▶ _TRY IT_:
Below, find the line containing "find the grass lawn" and the line containing "find the tile floor near door"; reproduce exactly those two and every line between them, omitting pictures.
[Start of Attachment]
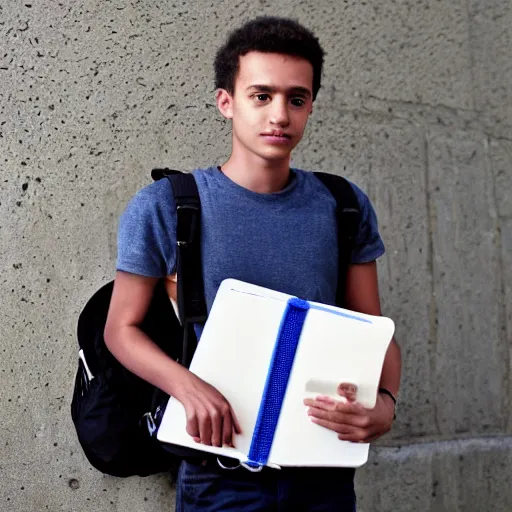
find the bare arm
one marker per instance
(363, 296)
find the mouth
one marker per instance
(276, 137)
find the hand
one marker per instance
(210, 419)
(350, 419)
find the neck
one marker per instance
(258, 175)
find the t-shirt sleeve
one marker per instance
(369, 245)
(146, 238)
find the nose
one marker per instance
(279, 112)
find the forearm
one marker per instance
(135, 351)
(391, 370)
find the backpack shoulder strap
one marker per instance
(191, 301)
(348, 217)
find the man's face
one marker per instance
(271, 104)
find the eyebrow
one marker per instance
(268, 88)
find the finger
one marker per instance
(227, 429)
(331, 425)
(325, 403)
(356, 436)
(237, 428)
(344, 406)
(192, 423)
(348, 391)
(216, 419)
(339, 417)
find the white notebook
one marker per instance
(234, 354)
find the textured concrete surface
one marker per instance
(416, 108)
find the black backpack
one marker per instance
(116, 414)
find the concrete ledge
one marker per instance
(469, 475)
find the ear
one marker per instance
(224, 103)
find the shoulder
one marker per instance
(156, 192)
(318, 181)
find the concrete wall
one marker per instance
(416, 107)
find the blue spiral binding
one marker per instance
(277, 381)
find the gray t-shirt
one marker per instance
(285, 241)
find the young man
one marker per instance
(266, 224)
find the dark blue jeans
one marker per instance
(208, 488)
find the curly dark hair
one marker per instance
(268, 34)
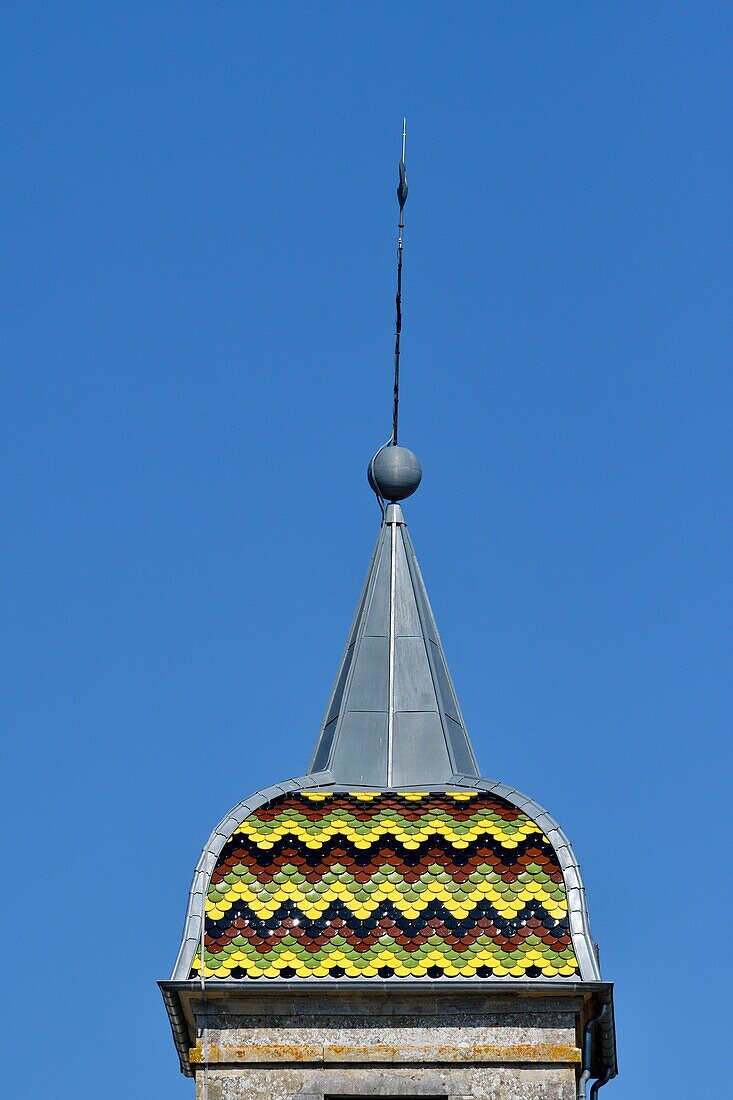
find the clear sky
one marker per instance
(198, 237)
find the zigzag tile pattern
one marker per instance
(430, 884)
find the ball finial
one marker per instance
(394, 473)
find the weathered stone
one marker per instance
(487, 1047)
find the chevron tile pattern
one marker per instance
(375, 884)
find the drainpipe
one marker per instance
(588, 1046)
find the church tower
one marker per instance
(391, 924)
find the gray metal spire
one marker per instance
(393, 718)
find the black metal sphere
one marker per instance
(394, 473)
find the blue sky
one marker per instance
(198, 239)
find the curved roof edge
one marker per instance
(580, 933)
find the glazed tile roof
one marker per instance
(374, 884)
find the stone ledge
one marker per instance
(385, 1054)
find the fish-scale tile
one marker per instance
(370, 884)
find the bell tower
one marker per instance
(391, 924)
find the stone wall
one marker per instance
(446, 1045)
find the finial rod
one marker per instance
(402, 198)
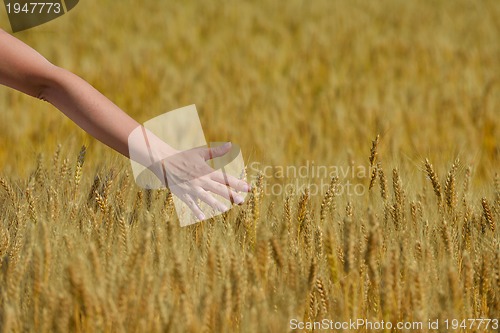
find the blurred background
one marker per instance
(290, 81)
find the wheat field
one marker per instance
(403, 96)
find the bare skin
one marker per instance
(24, 69)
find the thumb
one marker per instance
(217, 151)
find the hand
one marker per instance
(189, 177)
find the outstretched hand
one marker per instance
(190, 178)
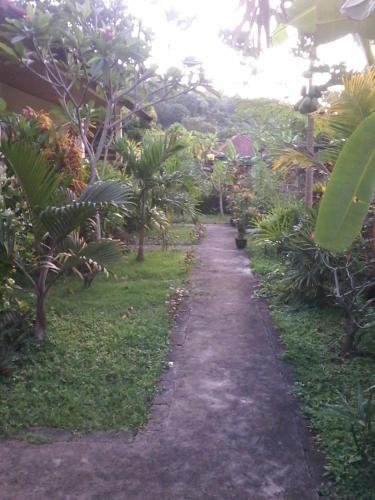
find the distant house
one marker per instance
(243, 146)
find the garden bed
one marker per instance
(312, 338)
(105, 350)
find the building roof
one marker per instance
(22, 79)
(242, 144)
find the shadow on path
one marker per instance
(224, 425)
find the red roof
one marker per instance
(242, 144)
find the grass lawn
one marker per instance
(100, 365)
(214, 219)
(178, 234)
(312, 337)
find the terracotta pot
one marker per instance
(241, 243)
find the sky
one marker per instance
(279, 73)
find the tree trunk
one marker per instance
(98, 229)
(141, 235)
(41, 317)
(348, 342)
(221, 201)
(309, 179)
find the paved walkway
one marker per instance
(223, 427)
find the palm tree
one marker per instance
(155, 187)
(56, 214)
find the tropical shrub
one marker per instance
(59, 145)
(156, 188)
(272, 228)
(56, 215)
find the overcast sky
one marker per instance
(279, 74)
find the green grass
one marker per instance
(98, 368)
(178, 234)
(312, 338)
(214, 219)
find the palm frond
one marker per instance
(38, 179)
(107, 192)
(98, 255)
(356, 102)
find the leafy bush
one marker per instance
(267, 184)
(272, 228)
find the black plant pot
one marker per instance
(241, 243)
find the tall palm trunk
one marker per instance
(41, 317)
(221, 200)
(141, 232)
(309, 179)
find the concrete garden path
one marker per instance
(224, 425)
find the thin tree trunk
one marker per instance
(141, 236)
(98, 229)
(41, 317)
(309, 179)
(221, 201)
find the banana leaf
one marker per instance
(350, 190)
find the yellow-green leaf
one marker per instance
(350, 190)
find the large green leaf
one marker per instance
(350, 190)
(60, 221)
(38, 180)
(324, 19)
(99, 254)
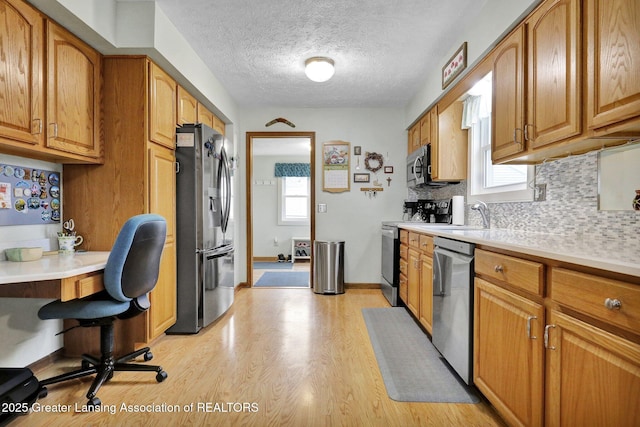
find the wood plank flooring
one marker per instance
(278, 357)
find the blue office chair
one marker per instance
(130, 274)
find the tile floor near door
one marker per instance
(278, 357)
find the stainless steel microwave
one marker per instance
(419, 169)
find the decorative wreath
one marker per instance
(375, 157)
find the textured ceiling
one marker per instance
(383, 49)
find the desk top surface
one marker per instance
(52, 267)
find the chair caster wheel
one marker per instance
(161, 376)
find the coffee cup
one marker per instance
(67, 244)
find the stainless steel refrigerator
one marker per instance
(204, 230)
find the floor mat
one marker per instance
(288, 279)
(411, 367)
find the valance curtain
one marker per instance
(292, 169)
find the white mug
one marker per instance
(68, 243)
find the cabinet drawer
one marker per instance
(426, 244)
(414, 240)
(404, 266)
(404, 237)
(520, 273)
(404, 251)
(610, 300)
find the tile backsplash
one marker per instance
(570, 208)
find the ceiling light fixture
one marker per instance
(319, 69)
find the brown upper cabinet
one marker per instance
(59, 120)
(542, 105)
(187, 107)
(162, 107)
(613, 62)
(73, 94)
(21, 68)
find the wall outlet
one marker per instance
(540, 193)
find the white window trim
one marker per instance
(281, 200)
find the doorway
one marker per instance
(263, 242)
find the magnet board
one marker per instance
(29, 196)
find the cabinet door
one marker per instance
(554, 65)
(509, 353)
(163, 310)
(162, 107)
(73, 94)
(508, 97)
(21, 69)
(187, 107)
(413, 282)
(593, 377)
(613, 52)
(414, 138)
(426, 292)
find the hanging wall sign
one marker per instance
(335, 166)
(29, 196)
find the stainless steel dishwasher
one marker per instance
(453, 304)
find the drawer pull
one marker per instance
(546, 337)
(529, 319)
(613, 304)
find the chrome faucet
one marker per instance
(484, 212)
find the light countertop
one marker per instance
(51, 267)
(587, 249)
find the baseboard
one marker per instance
(362, 285)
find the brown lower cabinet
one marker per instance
(567, 355)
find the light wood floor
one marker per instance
(289, 357)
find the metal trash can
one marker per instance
(328, 267)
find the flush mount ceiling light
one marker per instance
(319, 69)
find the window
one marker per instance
(489, 182)
(293, 206)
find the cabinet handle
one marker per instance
(526, 131)
(546, 337)
(55, 130)
(515, 135)
(39, 126)
(529, 319)
(613, 304)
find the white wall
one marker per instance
(265, 209)
(495, 18)
(351, 216)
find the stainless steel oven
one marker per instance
(452, 331)
(390, 262)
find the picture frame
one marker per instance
(454, 66)
(361, 177)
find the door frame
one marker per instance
(249, 180)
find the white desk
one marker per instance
(64, 276)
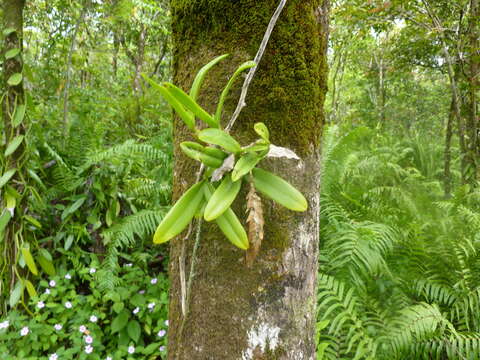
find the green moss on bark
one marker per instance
(291, 92)
(287, 95)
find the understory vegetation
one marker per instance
(399, 269)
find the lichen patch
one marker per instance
(261, 337)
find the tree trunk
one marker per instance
(266, 311)
(472, 126)
(447, 174)
(69, 69)
(12, 100)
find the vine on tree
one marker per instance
(228, 164)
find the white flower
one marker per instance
(4, 324)
(25, 330)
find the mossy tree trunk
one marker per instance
(12, 21)
(266, 311)
(472, 120)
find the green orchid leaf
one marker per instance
(220, 138)
(197, 82)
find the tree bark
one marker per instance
(12, 100)
(472, 126)
(447, 175)
(266, 311)
(69, 69)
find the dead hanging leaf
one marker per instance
(226, 167)
(255, 223)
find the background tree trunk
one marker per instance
(266, 311)
(472, 126)
(13, 98)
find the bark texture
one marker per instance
(266, 311)
(13, 97)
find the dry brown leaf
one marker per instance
(255, 223)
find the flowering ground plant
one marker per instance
(71, 319)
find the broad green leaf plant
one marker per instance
(227, 165)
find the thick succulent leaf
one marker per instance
(180, 214)
(190, 104)
(244, 165)
(187, 117)
(211, 157)
(222, 198)
(229, 223)
(197, 82)
(220, 138)
(279, 190)
(262, 131)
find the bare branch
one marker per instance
(258, 57)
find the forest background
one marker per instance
(91, 145)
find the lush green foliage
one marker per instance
(73, 319)
(399, 262)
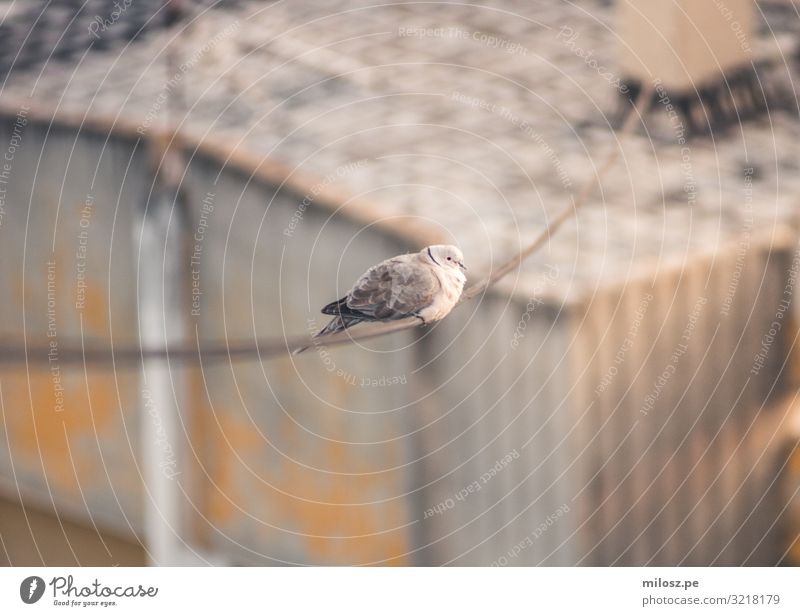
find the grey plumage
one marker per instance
(408, 285)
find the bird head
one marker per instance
(446, 256)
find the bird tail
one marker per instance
(337, 324)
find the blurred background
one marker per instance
(198, 176)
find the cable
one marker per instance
(259, 349)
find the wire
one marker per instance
(114, 357)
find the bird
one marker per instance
(426, 285)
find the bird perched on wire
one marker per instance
(425, 285)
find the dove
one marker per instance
(426, 285)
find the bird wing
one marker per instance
(394, 289)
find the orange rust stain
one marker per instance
(95, 310)
(315, 504)
(362, 526)
(230, 437)
(51, 433)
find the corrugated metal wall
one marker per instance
(517, 431)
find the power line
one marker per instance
(259, 349)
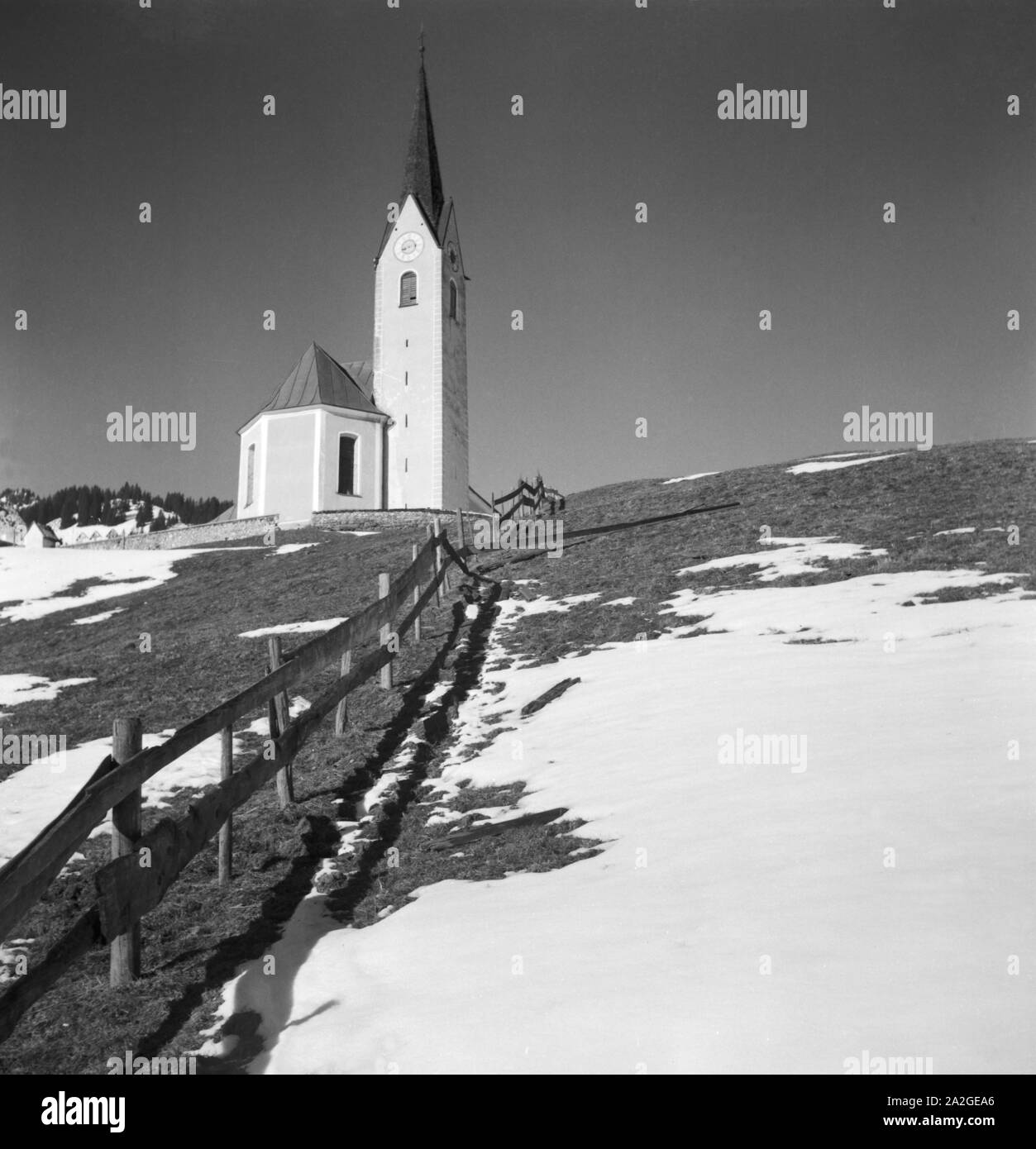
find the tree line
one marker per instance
(93, 506)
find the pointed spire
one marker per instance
(423, 179)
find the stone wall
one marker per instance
(388, 519)
(379, 519)
(186, 536)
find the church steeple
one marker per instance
(423, 179)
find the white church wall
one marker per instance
(407, 341)
(251, 438)
(453, 424)
(288, 465)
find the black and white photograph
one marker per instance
(518, 547)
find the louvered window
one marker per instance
(346, 465)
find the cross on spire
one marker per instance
(423, 179)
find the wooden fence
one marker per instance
(528, 500)
(144, 868)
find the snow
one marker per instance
(103, 616)
(34, 579)
(739, 919)
(18, 689)
(35, 795)
(813, 468)
(686, 478)
(289, 548)
(801, 557)
(318, 624)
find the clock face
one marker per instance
(408, 246)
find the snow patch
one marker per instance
(686, 478)
(813, 468)
(320, 624)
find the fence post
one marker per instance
(386, 630)
(339, 710)
(127, 739)
(417, 597)
(279, 721)
(227, 828)
(444, 586)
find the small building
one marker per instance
(12, 527)
(41, 535)
(390, 430)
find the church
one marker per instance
(391, 431)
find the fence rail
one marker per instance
(127, 890)
(535, 497)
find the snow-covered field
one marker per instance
(34, 579)
(868, 894)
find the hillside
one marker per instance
(723, 916)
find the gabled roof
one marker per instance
(362, 371)
(317, 379)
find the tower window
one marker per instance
(346, 465)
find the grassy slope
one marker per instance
(197, 937)
(876, 504)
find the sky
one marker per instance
(624, 321)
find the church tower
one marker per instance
(420, 338)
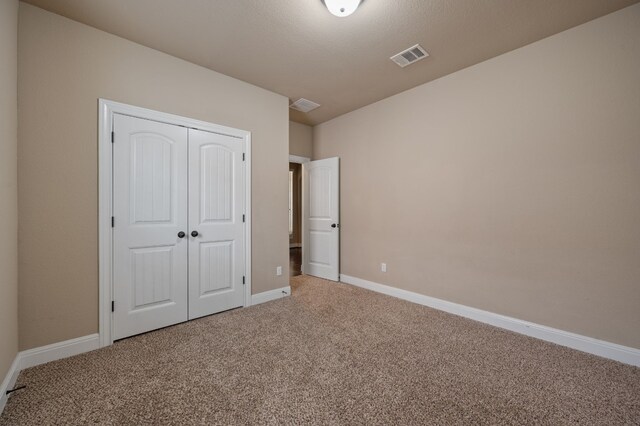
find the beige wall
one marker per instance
(511, 186)
(8, 184)
(64, 68)
(300, 139)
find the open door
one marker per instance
(321, 218)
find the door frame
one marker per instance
(301, 160)
(106, 111)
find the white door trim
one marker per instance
(299, 160)
(106, 111)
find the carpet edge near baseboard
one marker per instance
(602, 348)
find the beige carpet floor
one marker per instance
(329, 354)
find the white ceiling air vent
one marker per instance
(409, 56)
(304, 105)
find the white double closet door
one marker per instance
(179, 231)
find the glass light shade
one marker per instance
(342, 8)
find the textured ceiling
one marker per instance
(296, 48)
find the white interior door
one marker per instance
(321, 216)
(216, 223)
(149, 211)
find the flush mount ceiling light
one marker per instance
(342, 8)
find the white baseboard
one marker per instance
(42, 355)
(9, 381)
(55, 351)
(270, 295)
(590, 345)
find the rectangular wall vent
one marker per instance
(304, 105)
(409, 56)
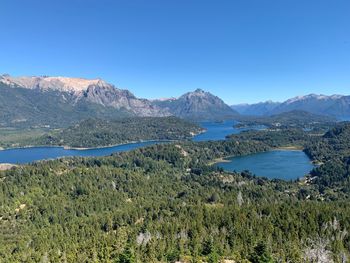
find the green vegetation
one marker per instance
(98, 133)
(32, 108)
(165, 203)
(291, 119)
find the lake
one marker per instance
(215, 131)
(31, 154)
(281, 164)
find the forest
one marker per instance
(100, 132)
(166, 203)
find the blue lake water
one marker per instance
(281, 164)
(215, 131)
(31, 154)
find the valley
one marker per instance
(186, 179)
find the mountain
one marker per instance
(257, 109)
(61, 101)
(197, 105)
(334, 105)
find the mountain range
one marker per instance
(335, 105)
(197, 105)
(62, 101)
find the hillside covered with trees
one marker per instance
(166, 203)
(100, 132)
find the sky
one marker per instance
(243, 51)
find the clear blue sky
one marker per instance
(240, 50)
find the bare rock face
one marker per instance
(94, 91)
(198, 104)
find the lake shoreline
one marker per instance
(66, 147)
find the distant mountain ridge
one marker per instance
(196, 105)
(257, 109)
(334, 105)
(88, 90)
(62, 101)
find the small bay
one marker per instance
(277, 164)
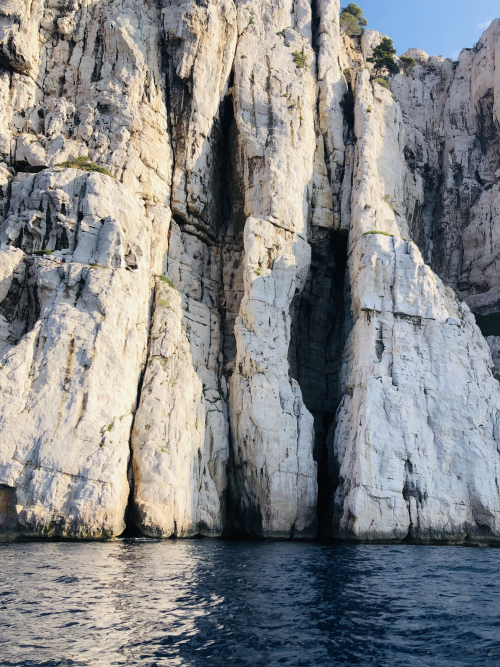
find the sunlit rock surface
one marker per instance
(245, 288)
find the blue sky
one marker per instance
(439, 27)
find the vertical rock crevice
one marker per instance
(320, 324)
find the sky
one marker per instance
(439, 27)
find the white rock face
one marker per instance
(73, 353)
(263, 321)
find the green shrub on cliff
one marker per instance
(352, 20)
(383, 57)
(84, 163)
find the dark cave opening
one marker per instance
(320, 324)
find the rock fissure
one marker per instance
(254, 157)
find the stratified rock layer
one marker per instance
(253, 309)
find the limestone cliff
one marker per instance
(244, 287)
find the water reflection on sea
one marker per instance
(214, 603)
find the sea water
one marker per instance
(215, 603)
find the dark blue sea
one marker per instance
(213, 603)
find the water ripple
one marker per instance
(211, 604)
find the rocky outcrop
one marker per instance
(244, 288)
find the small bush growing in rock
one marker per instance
(355, 11)
(383, 57)
(381, 81)
(408, 62)
(352, 20)
(349, 25)
(85, 164)
(300, 59)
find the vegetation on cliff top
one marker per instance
(352, 20)
(383, 57)
(85, 164)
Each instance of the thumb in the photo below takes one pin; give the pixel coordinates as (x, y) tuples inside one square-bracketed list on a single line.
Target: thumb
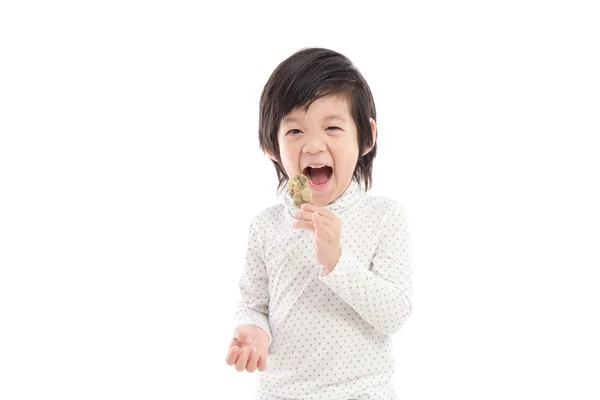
[(243, 336), (317, 221)]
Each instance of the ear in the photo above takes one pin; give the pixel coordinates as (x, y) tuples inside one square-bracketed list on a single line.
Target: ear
[(374, 133)]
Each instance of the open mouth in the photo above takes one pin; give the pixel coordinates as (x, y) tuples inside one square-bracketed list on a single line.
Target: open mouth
[(318, 176)]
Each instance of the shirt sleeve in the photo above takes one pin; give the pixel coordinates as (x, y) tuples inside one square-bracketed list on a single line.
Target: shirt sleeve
[(253, 308), (382, 293)]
[End of Attachment]
▶ _TASK RESPONSE_:
find the grass lawn
one marker per instance
(100, 365)
(214, 219)
(178, 234)
(312, 337)
find the terracotta pot
one marker per instance
(241, 243)
find the sky
one marker per instance
(279, 73)
find the tree trunk
one marker per instance
(98, 229)
(141, 235)
(41, 317)
(348, 342)
(221, 201)
(309, 179)
find the paved walkway
one marker per instance
(223, 427)
find the palm tree
one marker per instance
(155, 187)
(56, 214)
find the tropical shrub
one marker per instance
(59, 145)
(156, 188)
(272, 228)
(56, 215)
find the overcast sky
one marker per instance
(279, 74)
find the green grass
one marker per instance
(98, 368)
(178, 234)
(312, 338)
(214, 219)
find the palm frond
one marker per instance
(38, 179)
(107, 192)
(98, 255)
(356, 102)
find the leafy bush
one marker per instance
(267, 184)
(272, 228)
find the black plant pot
one marker per instance
(241, 243)
find the tall palm trunk
one marker per instance
(41, 317)
(221, 200)
(141, 232)
(309, 179)
find the concrete garden path
one marker per instance
(224, 425)
find the thin tree trunk
one marker per instance
(141, 236)
(98, 229)
(41, 317)
(309, 179)
(221, 201)
find the banana leaf
one marker per instance
(350, 190)
find the yellow-green leaf
one marker per instance
(350, 190)
find the large green leaf
one marker per instance
(350, 190)
(60, 221)
(38, 180)
(324, 19)
(99, 254)
find the wood plank flooring
one marker per instance
(278, 357)
find the blue office chair
one marker per instance
(130, 274)
find the tile floor near door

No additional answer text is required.